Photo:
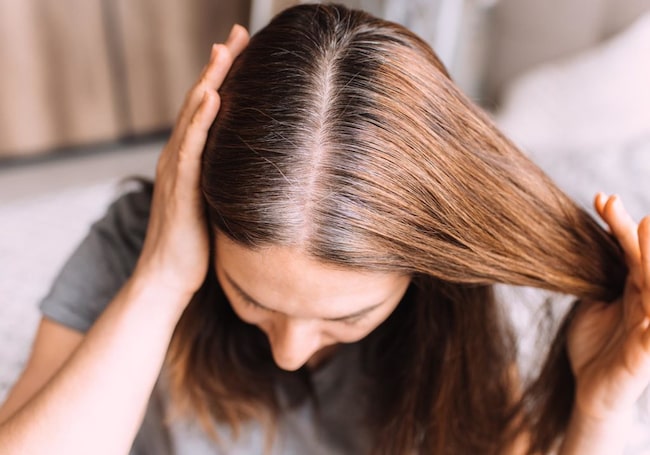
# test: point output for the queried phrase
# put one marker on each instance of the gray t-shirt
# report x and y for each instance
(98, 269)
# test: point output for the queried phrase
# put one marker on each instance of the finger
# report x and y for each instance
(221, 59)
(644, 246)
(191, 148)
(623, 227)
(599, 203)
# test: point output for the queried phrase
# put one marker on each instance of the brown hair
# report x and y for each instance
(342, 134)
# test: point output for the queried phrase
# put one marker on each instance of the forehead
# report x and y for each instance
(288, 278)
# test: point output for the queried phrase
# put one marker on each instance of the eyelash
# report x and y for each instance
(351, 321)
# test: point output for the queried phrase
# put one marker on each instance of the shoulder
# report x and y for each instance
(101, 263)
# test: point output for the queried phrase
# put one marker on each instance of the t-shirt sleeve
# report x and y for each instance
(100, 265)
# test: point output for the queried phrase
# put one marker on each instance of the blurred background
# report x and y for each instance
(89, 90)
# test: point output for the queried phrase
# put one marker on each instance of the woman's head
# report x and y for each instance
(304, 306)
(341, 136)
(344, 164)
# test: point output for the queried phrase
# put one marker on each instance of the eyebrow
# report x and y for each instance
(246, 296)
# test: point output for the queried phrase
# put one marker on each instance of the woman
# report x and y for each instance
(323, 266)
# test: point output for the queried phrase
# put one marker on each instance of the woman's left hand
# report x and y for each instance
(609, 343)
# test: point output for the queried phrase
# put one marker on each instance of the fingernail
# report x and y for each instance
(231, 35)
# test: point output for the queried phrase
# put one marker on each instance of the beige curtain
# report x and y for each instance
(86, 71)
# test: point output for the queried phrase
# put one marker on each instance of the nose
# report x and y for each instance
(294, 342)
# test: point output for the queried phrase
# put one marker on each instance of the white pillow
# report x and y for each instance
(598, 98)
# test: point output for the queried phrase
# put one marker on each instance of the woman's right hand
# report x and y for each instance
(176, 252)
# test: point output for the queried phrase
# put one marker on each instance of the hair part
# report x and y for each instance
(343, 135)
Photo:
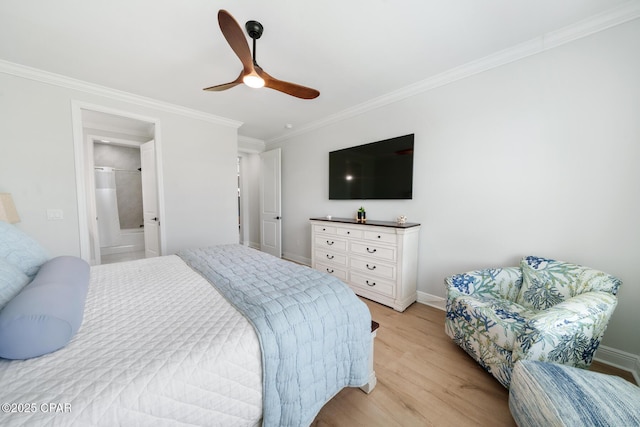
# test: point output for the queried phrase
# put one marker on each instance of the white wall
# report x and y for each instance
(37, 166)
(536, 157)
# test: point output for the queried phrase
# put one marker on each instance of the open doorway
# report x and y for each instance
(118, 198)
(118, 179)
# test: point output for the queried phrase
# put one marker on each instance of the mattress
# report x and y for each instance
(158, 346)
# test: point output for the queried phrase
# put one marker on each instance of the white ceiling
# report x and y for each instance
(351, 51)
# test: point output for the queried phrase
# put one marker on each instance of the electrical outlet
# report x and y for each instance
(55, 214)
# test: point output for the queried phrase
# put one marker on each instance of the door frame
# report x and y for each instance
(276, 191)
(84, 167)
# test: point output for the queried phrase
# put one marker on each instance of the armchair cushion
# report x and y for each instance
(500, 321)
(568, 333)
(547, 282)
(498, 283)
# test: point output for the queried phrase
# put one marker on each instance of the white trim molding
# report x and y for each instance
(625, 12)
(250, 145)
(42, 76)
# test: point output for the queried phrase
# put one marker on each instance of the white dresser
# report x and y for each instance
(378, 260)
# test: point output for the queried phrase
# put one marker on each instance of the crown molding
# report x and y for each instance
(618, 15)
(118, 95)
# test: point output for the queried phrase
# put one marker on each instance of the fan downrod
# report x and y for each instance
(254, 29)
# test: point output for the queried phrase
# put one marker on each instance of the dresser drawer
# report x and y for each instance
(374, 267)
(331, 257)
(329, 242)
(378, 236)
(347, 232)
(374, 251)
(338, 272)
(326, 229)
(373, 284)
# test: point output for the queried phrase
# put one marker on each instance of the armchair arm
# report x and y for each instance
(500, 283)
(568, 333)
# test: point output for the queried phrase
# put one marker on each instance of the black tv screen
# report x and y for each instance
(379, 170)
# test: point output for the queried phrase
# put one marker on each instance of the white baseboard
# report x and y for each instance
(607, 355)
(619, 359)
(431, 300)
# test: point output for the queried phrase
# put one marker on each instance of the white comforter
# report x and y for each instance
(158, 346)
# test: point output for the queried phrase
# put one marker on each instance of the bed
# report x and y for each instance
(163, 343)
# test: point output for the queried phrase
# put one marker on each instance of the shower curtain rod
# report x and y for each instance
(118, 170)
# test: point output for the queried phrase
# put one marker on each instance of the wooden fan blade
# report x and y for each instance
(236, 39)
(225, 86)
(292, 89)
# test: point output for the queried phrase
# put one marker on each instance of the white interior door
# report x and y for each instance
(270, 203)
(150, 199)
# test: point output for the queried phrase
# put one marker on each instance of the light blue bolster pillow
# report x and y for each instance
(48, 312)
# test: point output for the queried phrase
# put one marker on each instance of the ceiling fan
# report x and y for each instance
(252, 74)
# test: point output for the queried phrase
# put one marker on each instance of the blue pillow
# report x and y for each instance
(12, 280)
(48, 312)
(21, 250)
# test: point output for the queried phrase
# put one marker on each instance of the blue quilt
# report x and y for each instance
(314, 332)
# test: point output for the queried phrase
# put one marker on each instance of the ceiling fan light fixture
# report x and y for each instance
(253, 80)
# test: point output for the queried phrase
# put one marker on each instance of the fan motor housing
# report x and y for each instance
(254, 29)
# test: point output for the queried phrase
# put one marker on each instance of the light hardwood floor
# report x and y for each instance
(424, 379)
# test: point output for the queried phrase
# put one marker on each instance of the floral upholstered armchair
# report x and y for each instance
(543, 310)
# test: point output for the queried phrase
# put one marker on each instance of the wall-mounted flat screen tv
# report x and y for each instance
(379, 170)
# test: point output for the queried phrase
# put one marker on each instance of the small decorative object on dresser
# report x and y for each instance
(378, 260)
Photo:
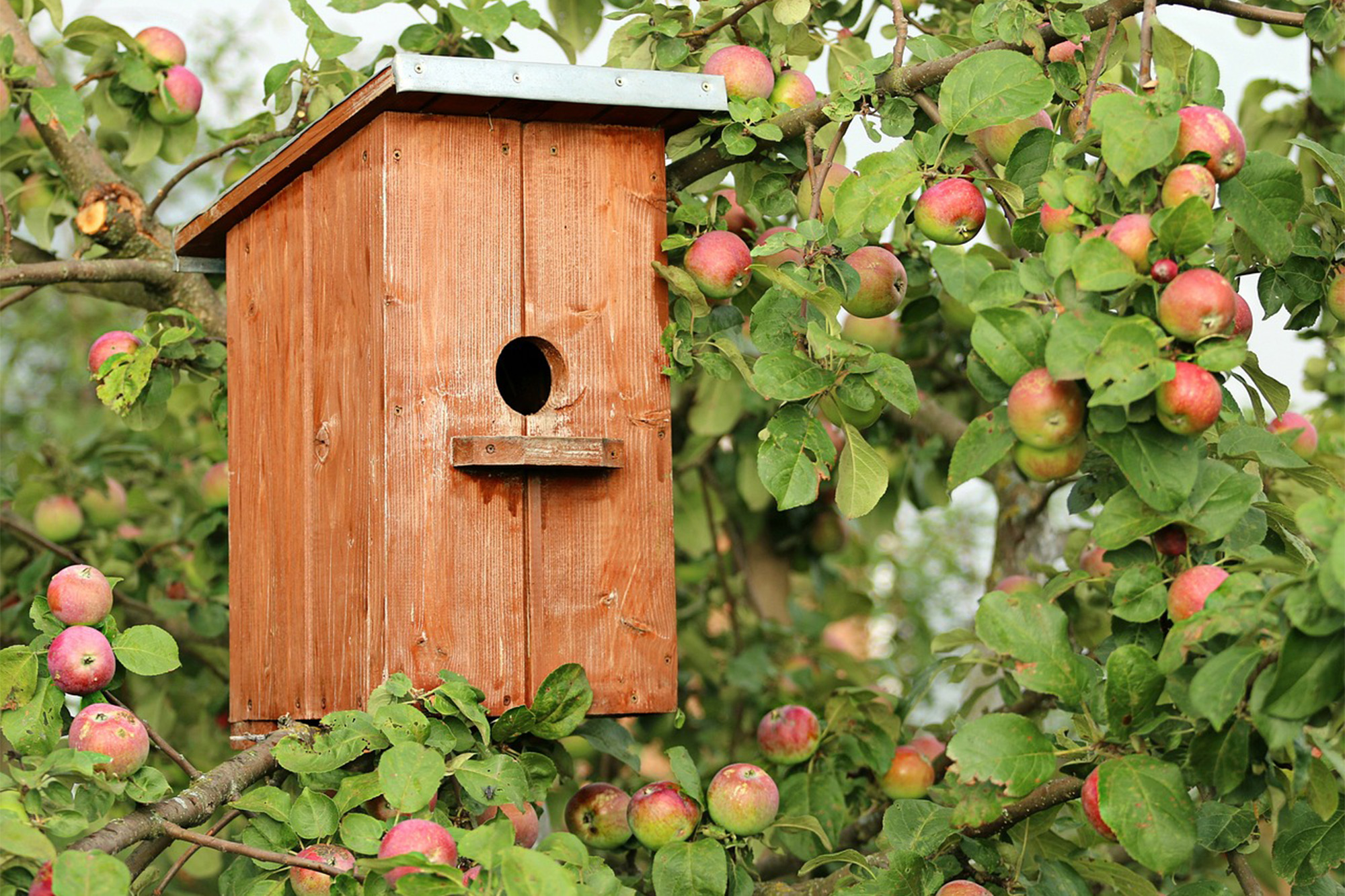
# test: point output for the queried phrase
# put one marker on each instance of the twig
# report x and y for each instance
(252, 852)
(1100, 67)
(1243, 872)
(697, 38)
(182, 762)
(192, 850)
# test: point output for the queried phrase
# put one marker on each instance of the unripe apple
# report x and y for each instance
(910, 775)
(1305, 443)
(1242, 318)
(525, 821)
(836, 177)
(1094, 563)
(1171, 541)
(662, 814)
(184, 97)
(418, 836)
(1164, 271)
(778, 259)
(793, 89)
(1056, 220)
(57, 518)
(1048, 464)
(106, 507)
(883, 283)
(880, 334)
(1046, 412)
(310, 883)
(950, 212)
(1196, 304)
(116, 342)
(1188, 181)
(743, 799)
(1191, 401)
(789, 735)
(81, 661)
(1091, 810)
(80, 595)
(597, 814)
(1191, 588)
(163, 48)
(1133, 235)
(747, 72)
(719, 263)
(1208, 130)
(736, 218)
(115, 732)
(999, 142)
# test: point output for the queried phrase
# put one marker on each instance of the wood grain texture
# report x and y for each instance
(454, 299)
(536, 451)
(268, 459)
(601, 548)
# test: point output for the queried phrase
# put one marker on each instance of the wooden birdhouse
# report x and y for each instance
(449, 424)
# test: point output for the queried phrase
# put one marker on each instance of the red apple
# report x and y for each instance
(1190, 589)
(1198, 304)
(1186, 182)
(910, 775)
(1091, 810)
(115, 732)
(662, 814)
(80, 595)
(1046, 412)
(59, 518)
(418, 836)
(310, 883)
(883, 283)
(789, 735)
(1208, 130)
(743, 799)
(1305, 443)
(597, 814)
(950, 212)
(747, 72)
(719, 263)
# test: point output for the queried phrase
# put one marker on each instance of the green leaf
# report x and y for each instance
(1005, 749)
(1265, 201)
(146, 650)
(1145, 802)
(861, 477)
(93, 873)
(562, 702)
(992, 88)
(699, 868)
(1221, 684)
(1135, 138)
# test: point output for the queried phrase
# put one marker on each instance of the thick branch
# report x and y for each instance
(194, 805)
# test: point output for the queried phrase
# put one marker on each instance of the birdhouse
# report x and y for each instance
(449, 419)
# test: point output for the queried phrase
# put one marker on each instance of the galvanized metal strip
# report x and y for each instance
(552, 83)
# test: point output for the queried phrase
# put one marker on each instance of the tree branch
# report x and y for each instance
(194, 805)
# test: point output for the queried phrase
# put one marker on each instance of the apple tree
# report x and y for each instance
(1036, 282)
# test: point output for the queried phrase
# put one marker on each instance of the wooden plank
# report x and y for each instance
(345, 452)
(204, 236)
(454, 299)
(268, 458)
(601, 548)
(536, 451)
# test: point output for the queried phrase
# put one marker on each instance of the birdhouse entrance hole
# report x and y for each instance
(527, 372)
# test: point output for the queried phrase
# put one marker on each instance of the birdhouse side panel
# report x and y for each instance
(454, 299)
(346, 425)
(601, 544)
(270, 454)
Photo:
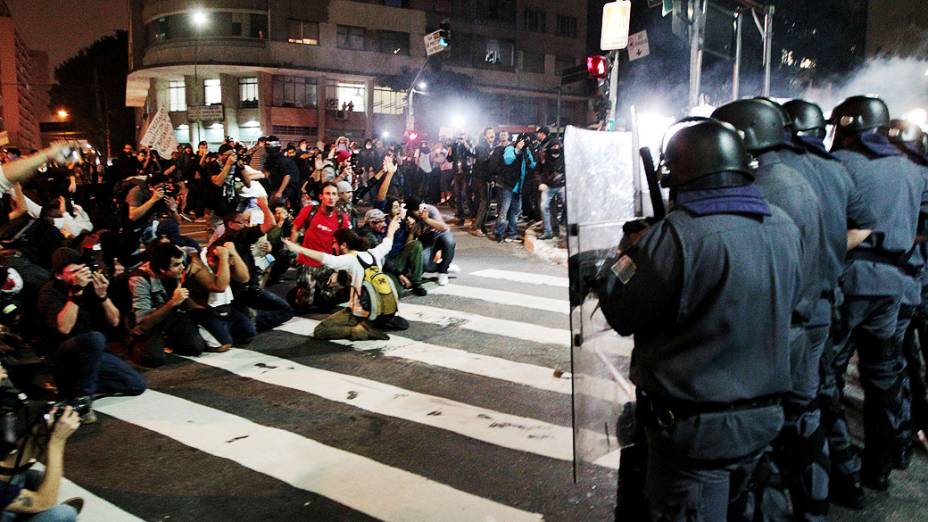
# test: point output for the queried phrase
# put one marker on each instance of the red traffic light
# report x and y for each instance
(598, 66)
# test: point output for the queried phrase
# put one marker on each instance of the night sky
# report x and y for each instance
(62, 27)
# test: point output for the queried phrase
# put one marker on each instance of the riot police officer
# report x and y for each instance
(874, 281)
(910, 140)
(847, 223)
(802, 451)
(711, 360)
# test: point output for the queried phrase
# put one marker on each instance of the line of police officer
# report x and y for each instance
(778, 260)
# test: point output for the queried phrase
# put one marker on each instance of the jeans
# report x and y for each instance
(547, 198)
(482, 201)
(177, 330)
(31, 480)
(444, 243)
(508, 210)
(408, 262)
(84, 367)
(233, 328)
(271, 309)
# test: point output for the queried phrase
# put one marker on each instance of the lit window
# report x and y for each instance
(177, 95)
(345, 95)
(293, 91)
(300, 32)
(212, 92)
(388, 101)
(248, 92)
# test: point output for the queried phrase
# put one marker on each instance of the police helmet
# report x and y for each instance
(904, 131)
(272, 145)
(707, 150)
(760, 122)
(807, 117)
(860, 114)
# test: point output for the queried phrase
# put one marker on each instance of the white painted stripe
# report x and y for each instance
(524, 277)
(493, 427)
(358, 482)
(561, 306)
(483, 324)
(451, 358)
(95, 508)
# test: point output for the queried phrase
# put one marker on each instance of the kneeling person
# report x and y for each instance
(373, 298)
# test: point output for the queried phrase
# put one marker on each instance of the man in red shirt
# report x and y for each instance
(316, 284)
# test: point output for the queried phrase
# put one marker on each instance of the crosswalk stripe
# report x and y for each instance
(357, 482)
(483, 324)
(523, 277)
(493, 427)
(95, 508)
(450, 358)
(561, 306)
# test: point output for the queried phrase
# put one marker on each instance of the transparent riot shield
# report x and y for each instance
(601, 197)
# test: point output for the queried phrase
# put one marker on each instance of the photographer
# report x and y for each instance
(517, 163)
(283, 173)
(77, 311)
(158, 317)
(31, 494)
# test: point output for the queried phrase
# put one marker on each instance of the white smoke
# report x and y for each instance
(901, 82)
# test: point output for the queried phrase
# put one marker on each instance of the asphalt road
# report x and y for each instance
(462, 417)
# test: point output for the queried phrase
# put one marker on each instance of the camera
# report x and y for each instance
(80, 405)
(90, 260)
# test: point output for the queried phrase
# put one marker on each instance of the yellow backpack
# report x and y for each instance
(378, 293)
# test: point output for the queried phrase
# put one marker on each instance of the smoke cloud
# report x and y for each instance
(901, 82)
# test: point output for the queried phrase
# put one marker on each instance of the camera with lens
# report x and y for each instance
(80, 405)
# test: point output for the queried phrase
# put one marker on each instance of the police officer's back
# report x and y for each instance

****************************************

> _EXERCISE_: From the records above, return exactly the lines running from the one that contains "# put one marker on each instance of the beige" down to the one that contains "# put one marker on each instance of the white wall", both included, without any pictures.

> _TASK SOLUTION_:
# put one marker on each instance of the beige curtain
# report x and y for each instance
(86, 71)
# test: point output for the queried phrase
# put one marker on each instance of the nose
# report x and y for each instance
(294, 342)
# test: point output for the queried phrase
# put one marker on each instance of the white pillow
# report x and y for each instance
(598, 98)
# test: point output for the queried phrase
# put one marker on each instance of the woman's right hand
# report x and y for each instance
(176, 252)
# test: point output for the queried phrase
# put one marker on each instance of the hair part
# report x and y for each instance
(343, 135)
Photo:
# test: point output for the queried phrase
# put one marker on each instance of the white wall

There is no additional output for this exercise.